DA SVOLGERE:
- 1) Nel brano su Medea, riscrivi il tratto da "NUNC MEDEA SUM, ovvero" fino a "le linee principali." sostituendo "Argonauti" con "Minii".
- 2) Secondo il brano su Medea, a quale verso della Medea di Seneca corrispondono le parole "NUNC MEDEA SUM"?

ESTRATTO DELLA PAGINA:
Donne lasciate sole in un mondo dominato da uomini

NUNC MEDEA SUM, ovvero “Adesso sono Medea” è il verso 910 della Medea di Seneca, dove Medea, in un turbine di ira e passione, supera ogni dubbio e si accinge a compiere la sua vendetta contro Iason, suo marito e padrone, che l’ha condotta nell’abisso del dolore. Il senso di quelle parole è “Finalmente sono diventata la vera Medea”, come se avesse vissuto e patito ogni attimo della sua vita in preparazione del suo nuovo e implacabile ego.
Per far comprendere a tutti chi fosse Medea e in che modo il suo destino sia stato segnato, bisogna fare un passo indietro e parlare degli Argonauti. Devo ricordare che la storia degli Argonauti, mito preomerico, è lunga come un’Odissea all’ennesima potenza, e qui ne tracceremo giusto le linee principali.

Voci di annotazione con riquadri di delimitazione:
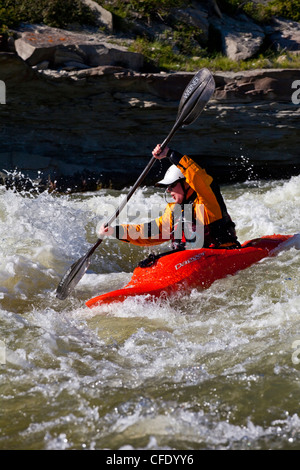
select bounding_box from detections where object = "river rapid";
[0,176,300,450]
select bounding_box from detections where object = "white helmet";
[155,165,185,186]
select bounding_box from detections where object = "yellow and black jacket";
[115,150,240,248]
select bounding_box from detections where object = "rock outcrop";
[0,52,300,191]
[15,25,143,70]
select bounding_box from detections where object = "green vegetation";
[0,0,300,71]
[130,38,300,72]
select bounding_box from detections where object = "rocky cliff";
[0,15,300,191]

RISULTATI IN ORDINE:
- 1)
NUNC MEDEA SUM, ovvero “Adesso sono Medea” è il verso 910 della Medea di Seneca, dove Medea, in un turbine di ira e passione, supera ogni dubbio e si accinge a compiere la sua vendetta contro Iason, suo marito e padrone, che l’ha condotta nell’abisso del dolore. Il senso di quelle parole è “Finalmente sono diventata la vera Medea”, come se avesse vissuto e patito ogni attimo della sua vita in preparazione del suo nuovo e implacabile ego.
Per far comprendere a tutti chi fosse Medea e in che modo il suo destino sia stato segnato, bisogna fare un passo indietro e parlare degli Minii. Devo ricordare che la storia degli Minii, mito preomerico, è lunga come un’Odissea all’ennesima potenza, e qui ne tracceremo giusto le linee principali.

- 2) Al verso 910.